The Tame basin is the most urbanised in Britain with 42% of it in built-up areas. This has had a dramatic effect on the river with it becoming notoriously polluted during the Industrial Revolution and was once regarded as one of Britain's dirtiest rivers. Although the river has never been made navigable (although there were proposals in the 19th century to use it and the Trent to link Birmingham to the Humber) it was heavily used for industrial and agricultural processes from as early as the 12th century.
However the nature of the river meant that this was later than in some other areas. A number of water mills were sited along the river in places such as Sandwell, Bromford and Minworth to grind wheat. Later on the power of water was used to drive bellows and hammers. Such was the demand of industry on the river and its feeding streams that there were often disputes between millers over water supply. Some furnaces in places like Hamstead had to be closed down due to insufficient water supply however by the 19th century steam was replacing water wheels as the primary source of power.

(Mask labeling examples)
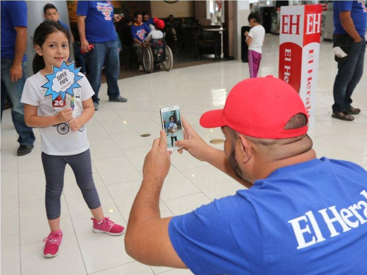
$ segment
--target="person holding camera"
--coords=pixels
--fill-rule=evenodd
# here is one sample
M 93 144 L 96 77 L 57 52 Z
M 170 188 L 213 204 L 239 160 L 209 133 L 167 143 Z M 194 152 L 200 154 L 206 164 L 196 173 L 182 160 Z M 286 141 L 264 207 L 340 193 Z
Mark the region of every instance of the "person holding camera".
M 145 157 L 129 216 L 129 255 L 200 274 L 366 270 L 367 172 L 350 162 L 316 158 L 307 111 L 290 85 L 271 76 L 246 79 L 233 87 L 224 109 L 203 114 L 202 126 L 221 128 L 224 151 L 181 118 L 185 140 L 175 145 L 248 189 L 161 218 L 160 194 L 172 154 L 161 130 Z
M 334 1 L 335 60 L 338 74 L 334 82 L 331 116 L 351 121 L 361 110 L 352 106 L 352 94 L 363 72 L 364 37 L 367 21 L 365 1 Z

DIRECTIONS FOR THIS TASK>
Write the next part of the River Tame passage, picking up after its last sentence. The material has no connection to the passage about the River Tame.

TASK OUTPUT>
Much of the river's early course, especially in its Willenhall and Oldbury Arms have been modified by man. The construction of the motorways also meant that the course of the river had to be changed especially near the Gravelly Hill Interchange (Spaghetti Junction) in Northern Birmingham and near the M5 in Bescot.
More recent remodeling from the 1980s onwards has tried to prevent flooding and also improve the habitat for wildlife. Now much of the river is a haven for wildlife including geese and swans but flows quietly away from much attention as is winds its way through the big city and beyond.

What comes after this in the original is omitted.